Vereisten:
Kun je uit de rechterlijke uitspraak over de urgentieverklaring hieronder letterlijk het stuk overnemen dat opent met de woorden met "5. De rechtbank" en sluit met "daarom terughoudend toetsen."?

5. De rechtbank stelt voorop dat uit artikel 11, vierde lid, van de Huisvestingsverordening volgt dat urgentie kan worden verleend als wordt voldaan aan alle voorwaarden onder de punten a tot en met i. Onder punt f wordt vermeld dat de woningzoekende er alles aan moet hebben gedaan om het probleem op te lossen; andere oplossingen zijn niet mogelijk of zijn uitgeput. De bevoegdheid voor het toekennen van een urgentieverklaring, komt verweerder beleidsruimte toe. De rechtbank moet het bestreden besluit daarom terughoudend toetsen.
6. De rechtbank is van oordeel dat verweerder in redelijkheid heeft geconcludeerd dat eiser niet alles heeft gedaan om het woningprobleem op te lossen en dat eiser daarmee niet voldoet aan voorwaarde f van artikel 11, vierde lid, van de Huisvestingsverordening. Ten tijde van de aanvraag van de urgentieverklaring had eiser nog niet gereageerd op woningen. Eiser is pas gaan reageren op woningen tijdens de bezwaarprocedure. Daarnaast heeft verweerder kunnen overwegen dat eiser niet op passend woningaanbod heeft gereageerd. Uit de overgelegde reacties van eiser blijkt dat hij op diverse woningen reageert, waaronder eengezinswoningen. Ook heeft verweerder kunnen overwegen dat niet is gebleken dat eiser niet in een studio zou kunnen wonen. Dat alle studio’s in de gemeente [woonplaats] volgens eiser alleen voor jongeren zouden zijn bedoeld heeft eiser niet onderbouwd. De beroepsgrond slaagt niet.

Brongegevens:
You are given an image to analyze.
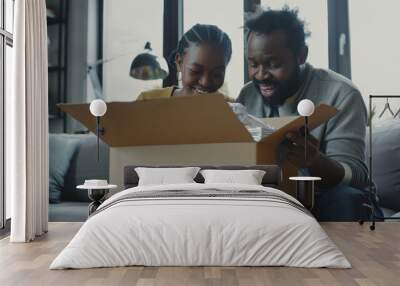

Antwoord op opdracht:
5. De rechtbank stelt voorop dat uit artikel 11, vierde lid, van de Huisvestingsverordening volgt dat urgentie kan worden verleend als wordt voldaan aan alle voorwaarden onder de punten a tot en met i. Onder punt f wordt vermeld dat de woningzoekende er alles aan moet hebben gedaan om het probleem op te lossen; andere oplossingen zijn niet mogelijk of zijn uitgeput. De bevoegdheid voor het toekennen van een urgentieverklaring, komt verweerder beleidsruimte toe. De rechtbank moet het bestreden besluit daarom terughoudend toetsen.